### Dataset rows
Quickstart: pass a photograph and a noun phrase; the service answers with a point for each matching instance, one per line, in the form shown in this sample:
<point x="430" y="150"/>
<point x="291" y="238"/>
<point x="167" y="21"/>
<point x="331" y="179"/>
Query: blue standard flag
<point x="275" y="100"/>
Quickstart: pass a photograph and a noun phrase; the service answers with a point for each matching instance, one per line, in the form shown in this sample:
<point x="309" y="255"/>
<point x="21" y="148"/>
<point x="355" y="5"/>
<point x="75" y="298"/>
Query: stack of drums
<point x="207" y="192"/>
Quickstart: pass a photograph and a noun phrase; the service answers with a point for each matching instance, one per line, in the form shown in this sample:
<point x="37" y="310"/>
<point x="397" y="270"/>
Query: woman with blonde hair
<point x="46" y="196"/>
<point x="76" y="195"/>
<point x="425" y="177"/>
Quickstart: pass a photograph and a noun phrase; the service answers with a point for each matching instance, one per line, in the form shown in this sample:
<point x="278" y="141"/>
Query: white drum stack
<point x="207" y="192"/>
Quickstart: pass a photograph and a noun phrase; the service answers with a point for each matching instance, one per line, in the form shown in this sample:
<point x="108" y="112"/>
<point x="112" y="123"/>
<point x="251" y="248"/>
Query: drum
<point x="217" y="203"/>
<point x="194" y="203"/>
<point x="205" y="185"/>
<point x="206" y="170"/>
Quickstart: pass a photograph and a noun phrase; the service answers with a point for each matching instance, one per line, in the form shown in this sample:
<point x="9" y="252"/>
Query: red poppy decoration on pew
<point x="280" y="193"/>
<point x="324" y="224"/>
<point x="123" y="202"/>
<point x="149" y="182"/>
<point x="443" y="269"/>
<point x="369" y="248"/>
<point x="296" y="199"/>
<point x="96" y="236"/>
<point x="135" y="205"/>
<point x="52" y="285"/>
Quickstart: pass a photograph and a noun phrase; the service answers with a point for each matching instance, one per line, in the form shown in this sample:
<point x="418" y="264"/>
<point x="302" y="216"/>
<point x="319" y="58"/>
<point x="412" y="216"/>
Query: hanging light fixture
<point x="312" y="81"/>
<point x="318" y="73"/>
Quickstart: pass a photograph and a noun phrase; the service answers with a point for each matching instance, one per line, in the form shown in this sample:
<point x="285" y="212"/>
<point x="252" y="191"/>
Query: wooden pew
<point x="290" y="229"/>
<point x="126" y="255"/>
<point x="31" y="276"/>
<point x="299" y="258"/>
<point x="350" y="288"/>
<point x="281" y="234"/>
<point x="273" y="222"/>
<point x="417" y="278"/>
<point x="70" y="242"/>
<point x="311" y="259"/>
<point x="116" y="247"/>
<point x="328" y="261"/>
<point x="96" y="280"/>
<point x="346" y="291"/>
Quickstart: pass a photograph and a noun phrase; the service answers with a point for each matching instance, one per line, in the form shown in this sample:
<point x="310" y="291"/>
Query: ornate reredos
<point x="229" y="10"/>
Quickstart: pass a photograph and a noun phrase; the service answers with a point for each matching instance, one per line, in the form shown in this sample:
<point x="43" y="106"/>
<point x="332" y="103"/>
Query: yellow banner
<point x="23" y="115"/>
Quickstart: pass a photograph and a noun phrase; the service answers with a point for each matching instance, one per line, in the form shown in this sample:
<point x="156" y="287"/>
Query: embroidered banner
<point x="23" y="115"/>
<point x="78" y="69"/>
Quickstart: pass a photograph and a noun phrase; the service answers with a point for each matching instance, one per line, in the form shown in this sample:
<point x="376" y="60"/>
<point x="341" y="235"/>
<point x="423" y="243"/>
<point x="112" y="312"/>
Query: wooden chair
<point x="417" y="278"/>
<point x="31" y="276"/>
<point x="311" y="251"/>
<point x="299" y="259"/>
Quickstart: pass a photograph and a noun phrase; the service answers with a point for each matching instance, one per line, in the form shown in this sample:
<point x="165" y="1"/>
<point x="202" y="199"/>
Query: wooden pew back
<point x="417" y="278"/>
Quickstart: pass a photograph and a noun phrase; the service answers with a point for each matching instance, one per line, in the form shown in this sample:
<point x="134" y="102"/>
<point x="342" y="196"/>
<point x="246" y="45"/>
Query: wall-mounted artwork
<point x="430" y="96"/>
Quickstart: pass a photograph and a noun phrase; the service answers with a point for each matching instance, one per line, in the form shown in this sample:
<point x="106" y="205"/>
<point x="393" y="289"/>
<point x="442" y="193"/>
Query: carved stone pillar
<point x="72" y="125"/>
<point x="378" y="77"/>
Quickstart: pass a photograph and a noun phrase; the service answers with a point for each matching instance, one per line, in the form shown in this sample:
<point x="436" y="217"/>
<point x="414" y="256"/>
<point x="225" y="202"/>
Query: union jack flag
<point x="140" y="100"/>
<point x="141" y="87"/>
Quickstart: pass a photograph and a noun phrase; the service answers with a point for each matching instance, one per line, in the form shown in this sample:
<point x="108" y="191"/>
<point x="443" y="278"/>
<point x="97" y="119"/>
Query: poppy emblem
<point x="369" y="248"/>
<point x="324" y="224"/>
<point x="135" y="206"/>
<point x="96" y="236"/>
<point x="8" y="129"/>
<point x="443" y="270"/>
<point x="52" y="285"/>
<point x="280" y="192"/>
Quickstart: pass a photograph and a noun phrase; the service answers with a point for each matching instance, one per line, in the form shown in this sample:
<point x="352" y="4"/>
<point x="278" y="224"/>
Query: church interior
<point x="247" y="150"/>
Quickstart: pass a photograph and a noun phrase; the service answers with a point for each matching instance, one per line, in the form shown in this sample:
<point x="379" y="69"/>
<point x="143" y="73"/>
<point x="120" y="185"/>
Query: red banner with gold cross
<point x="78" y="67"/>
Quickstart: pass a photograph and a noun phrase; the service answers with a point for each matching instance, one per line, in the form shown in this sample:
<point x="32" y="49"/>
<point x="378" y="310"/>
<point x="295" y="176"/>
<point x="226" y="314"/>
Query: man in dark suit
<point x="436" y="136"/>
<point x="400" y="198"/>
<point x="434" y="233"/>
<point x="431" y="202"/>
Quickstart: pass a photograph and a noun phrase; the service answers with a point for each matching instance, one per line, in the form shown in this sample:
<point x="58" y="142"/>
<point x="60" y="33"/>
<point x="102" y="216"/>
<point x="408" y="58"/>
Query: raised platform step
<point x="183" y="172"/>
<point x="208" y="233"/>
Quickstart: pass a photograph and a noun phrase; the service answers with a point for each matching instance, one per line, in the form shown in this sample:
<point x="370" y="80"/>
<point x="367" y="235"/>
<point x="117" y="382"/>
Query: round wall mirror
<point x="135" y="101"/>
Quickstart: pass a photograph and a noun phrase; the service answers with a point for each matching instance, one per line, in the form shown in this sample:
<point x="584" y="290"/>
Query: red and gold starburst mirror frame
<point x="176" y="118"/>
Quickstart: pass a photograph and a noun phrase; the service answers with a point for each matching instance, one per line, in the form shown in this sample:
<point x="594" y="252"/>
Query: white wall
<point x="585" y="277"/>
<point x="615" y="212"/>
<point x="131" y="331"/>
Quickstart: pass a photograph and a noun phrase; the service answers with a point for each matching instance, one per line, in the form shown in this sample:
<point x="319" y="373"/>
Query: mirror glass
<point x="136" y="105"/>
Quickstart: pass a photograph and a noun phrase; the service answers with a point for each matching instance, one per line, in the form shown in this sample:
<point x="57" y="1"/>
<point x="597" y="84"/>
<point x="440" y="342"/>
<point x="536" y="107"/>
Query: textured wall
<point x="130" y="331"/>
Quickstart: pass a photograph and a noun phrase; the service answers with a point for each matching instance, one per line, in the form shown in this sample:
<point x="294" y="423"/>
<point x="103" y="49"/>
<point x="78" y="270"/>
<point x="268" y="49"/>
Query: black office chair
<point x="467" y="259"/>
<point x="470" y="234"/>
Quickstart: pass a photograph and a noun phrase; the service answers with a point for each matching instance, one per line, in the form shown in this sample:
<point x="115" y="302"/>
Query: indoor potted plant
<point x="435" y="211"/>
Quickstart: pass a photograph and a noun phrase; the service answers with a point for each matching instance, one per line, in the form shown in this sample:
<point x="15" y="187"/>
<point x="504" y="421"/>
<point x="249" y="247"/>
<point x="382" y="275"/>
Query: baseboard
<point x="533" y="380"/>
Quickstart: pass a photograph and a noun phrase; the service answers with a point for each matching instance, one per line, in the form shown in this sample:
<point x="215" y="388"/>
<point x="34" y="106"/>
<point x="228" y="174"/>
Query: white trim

### Task instructions
Find each line above that contains the word "mirror", and copy those lines out in full.

### In response
Query: round wall mirror
Query: red and gold starburst mirror frame
Query: mirror glass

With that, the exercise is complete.